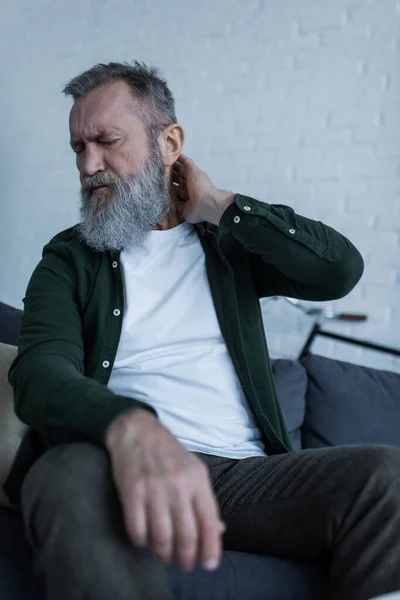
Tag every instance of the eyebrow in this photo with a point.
(98, 135)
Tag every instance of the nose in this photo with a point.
(90, 161)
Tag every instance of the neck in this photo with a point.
(171, 220)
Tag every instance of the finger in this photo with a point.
(184, 160)
(186, 534)
(160, 525)
(182, 193)
(210, 529)
(135, 515)
(177, 176)
(179, 168)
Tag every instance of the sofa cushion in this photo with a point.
(350, 404)
(9, 324)
(291, 386)
(12, 429)
(240, 575)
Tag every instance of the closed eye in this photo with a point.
(107, 142)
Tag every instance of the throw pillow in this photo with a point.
(12, 430)
(350, 404)
(291, 386)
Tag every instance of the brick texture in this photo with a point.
(292, 102)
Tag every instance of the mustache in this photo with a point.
(98, 180)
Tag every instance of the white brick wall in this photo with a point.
(293, 102)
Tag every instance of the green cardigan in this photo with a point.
(69, 332)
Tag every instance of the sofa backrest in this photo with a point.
(349, 404)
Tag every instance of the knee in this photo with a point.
(377, 464)
(65, 473)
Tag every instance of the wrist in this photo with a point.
(220, 202)
(126, 424)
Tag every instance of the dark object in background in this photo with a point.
(9, 323)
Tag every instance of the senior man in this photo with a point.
(143, 373)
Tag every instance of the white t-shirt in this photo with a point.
(172, 355)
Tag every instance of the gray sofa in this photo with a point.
(325, 402)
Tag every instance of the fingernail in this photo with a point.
(210, 564)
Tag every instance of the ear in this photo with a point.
(171, 141)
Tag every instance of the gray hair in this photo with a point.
(156, 100)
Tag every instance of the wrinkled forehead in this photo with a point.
(108, 106)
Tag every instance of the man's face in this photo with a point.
(124, 191)
(106, 134)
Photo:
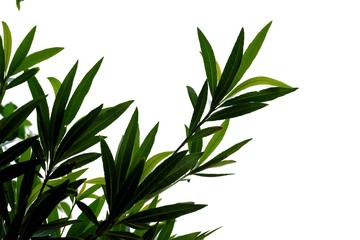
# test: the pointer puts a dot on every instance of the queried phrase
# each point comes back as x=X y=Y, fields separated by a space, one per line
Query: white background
x=299 y=176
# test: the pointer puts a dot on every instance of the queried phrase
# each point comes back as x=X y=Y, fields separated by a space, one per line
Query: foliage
x=41 y=175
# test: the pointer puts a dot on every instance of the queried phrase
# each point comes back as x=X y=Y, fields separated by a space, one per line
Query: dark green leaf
x=37 y=57
x=15 y=151
x=209 y=61
x=259 y=96
x=199 y=108
x=192 y=95
x=11 y=123
x=21 y=52
x=110 y=173
x=56 y=121
x=163 y=213
x=250 y=53
x=231 y=67
x=55 y=83
x=214 y=141
x=236 y=111
x=7 y=44
x=27 y=75
x=88 y=212
x=124 y=152
x=80 y=93
x=221 y=156
x=76 y=131
x=204 y=133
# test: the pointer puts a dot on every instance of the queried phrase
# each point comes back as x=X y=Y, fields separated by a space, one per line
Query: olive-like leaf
x=80 y=93
x=163 y=213
x=250 y=53
x=209 y=61
x=236 y=111
x=37 y=57
x=22 y=51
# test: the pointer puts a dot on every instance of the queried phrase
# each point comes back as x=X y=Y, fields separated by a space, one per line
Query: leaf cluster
x=41 y=176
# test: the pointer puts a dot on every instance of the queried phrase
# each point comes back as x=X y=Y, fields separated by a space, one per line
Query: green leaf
x=125 y=149
x=10 y=124
x=56 y=121
x=152 y=162
x=258 y=81
x=76 y=131
x=163 y=213
x=88 y=212
x=80 y=93
x=37 y=57
x=231 y=67
x=236 y=111
x=250 y=53
x=199 y=108
x=16 y=150
x=110 y=173
x=221 y=156
x=55 y=83
x=192 y=95
x=27 y=75
x=21 y=52
x=204 y=133
x=259 y=96
x=214 y=141
x=209 y=61
x=7 y=44
x=144 y=150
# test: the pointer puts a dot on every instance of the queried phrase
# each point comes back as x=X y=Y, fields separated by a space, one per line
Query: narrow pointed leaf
x=21 y=52
x=27 y=75
x=214 y=141
x=37 y=57
x=204 y=133
x=11 y=123
x=231 y=67
x=236 y=111
x=250 y=53
x=192 y=95
x=199 y=108
x=76 y=131
x=55 y=83
x=163 y=213
x=7 y=44
x=257 y=81
x=88 y=212
x=221 y=156
x=80 y=93
x=124 y=153
x=259 y=96
x=209 y=61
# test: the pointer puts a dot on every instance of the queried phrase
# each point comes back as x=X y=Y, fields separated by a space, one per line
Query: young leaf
x=27 y=75
x=231 y=67
x=21 y=52
x=199 y=108
x=250 y=54
x=257 y=81
x=204 y=133
x=37 y=57
x=163 y=213
x=55 y=83
x=264 y=95
x=209 y=61
x=7 y=44
x=80 y=93
x=214 y=141
x=236 y=111
x=124 y=152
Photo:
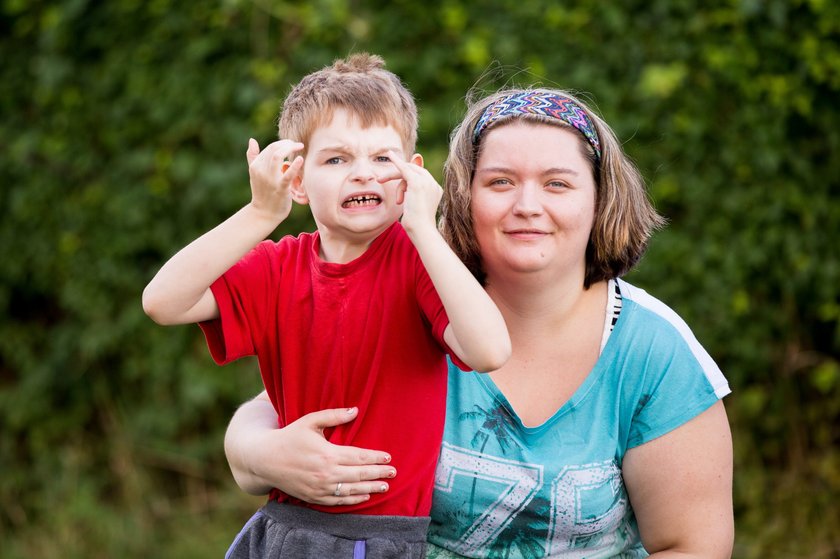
★ ★ ★
» Requirement
The expected answer is the listing above, duplicated exactly, with its pictures removed.

» Completed exercise
Tag every instance of the eyebrow in this photo with a point.
(98, 135)
Tag every instance of the nose in this photo with a point.
(90, 161)
Tag every instance of the neck in this photo with a point.
(171, 220)
Tag every instance of the finger in this photo with a point.
(184, 160)
(186, 534)
(160, 525)
(182, 193)
(210, 529)
(135, 515)
(177, 176)
(179, 168)
Tag every instance of the sofa cushion in this photo with a point.
(350, 404)
(9, 324)
(291, 386)
(12, 429)
(240, 575)
Tag every instance of the closed eye in this photo with a point.
(107, 142)
Tag every instance of the throw pillow in this photo with a point.
(12, 430)
(350, 404)
(291, 386)
Tag every instance of the brick texture in this photo with a point.
(292, 102)
Tag every instance of the mustache in this photo with a point.
(98, 180)
Tag every instance of the white brick wall in this photo with a point.
(293, 102)
Tag every instance of the green cardigan in this photo with a point.
(69, 332)
Tag every instance of the sofa backrest in this photo with a point.
(349, 404)
Tag every instance of the knee in this photo with a point.
(377, 464)
(65, 473)
Tag every instance of the wrist in this photo with a point.
(220, 202)
(126, 424)
Tag every instance of the dark object in background in this photo with a point.
(9, 323)
Tag every instance of the senior man in this photo with a point.
(143, 373)
Tag every instance of the white t-shirt in this photo with a point.
(172, 355)
Tag every instance of the gray sofa in this photo with a point.
(325, 402)
Tag every instance of the fingernail in this photo with a point.
(210, 564)
Tag every instance of the ear in this photo with a point.
(171, 141)
Tag every instance of the gray hair in this photo with a point.
(156, 100)
Tag every instance of the wrinkled forehead in this photo with a point.
(108, 106)
Tag every instance of the man's face in this photo with a point.
(124, 191)
(106, 134)
Photo:
# test: the pointer puts a dot on every instance of the queried phrase
# each point comes back as x=X y=Y, fields separated by a space, one per line
Query: white background
x=299 y=176
# test: the pointer puts a dot on every instance of the queried phrase
# each point comes back as x=X y=Y, fields separated by a space, one per line
Query: foliage
x=41 y=175
# test: the pointer puts a dot on every instance of the queried phrase
# each point comes back as x=X y=Y, fields separated by a space, one per line
Query: dark green leaf
x=37 y=57
x=15 y=151
x=209 y=61
x=259 y=96
x=199 y=108
x=192 y=95
x=11 y=123
x=21 y=52
x=110 y=173
x=56 y=121
x=163 y=213
x=250 y=53
x=231 y=67
x=55 y=83
x=214 y=141
x=236 y=111
x=7 y=44
x=27 y=75
x=88 y=212
x=124 y=152
x=80 y=93
x=221 y=156
x=76 y=131
x=204 y=133
# test: the pointer puts a dot on every instance of the queried phrase
# each point comes back as x=X y=Y, fields separated by a space, one per line
Query: olive-like leaf
x=80 y=93
x=163 y=213
x=250 y=53
x=209 y=61
x=236 y=111
x=37 y=57
x=22 y=51
# test: the pointer puts a dot on every instance of the queried phrase
# each point comes back as x=X y=Y, fields separated by a space, one per line
Query: leaf cluster
x=41 y=176
# test: the pointer puts a dot on every instance of the queried phrase
# each point comes back as x=X y=Y, fields separated by a space, one per line
Query: green leaf
x=125 y=149
x=10 y=124
x=56 y=121
x=152 y=162
x=258 y=81
x=76 y=131
x=163 y=213
x=88 y=212
x=80 y=93
x=37 y=57
x=231 y=67
x=236 y=111
x=250 y=53
x=199 y=108
x=16 y=150
x=110 y=173
x=221 y=156
x=55 y=83
x=192 y=95
x=27 y=75
x=21 y=52
x=204 y=133
x=259 y=96
x=214 y=141
x=209 y=61
x=7 y=44
x=144 y=150
# test: the pointer puts a dot on every instance of the queried phrase
# each point comes back as x=X y=Y, fields separated by a space, one per line
Query: narrow pointed leaf
x=21 y=52
x=27 y=75
x=214 y=141
x=37 y=57
x=204 y=133
x=11 y=123
x=231 y=67
x=236 y=111
x=250 y=53
x=192 y=95
x=199 y=108
x=76 y=131
x=55 y=83
x=163 y=213
x=7 y=44
x=257 y=81
x=88 y=212
x=221 y=156
x=80 y=93
x=124 y=153
x=259 y=96
x=209 y=61
# test: the pointer puts a dot on every instance of the queried phrase
# each point comes back as x=X y=Y, fields separated by a space, one per line
Query: young leaf
x=27 y=75
x=231 y=67
x=21 y=52
x=199 y=108
x=250 y=54
x=257 y=81
x=204 y=133
x=37 y=57
x=163 y=213
x=55 y=83
x=264 y=95
x=209 y=61
x=7 y=44
x=80 y=93
x=214 y=141
x=236 y=111
x=124 y=152
Photo:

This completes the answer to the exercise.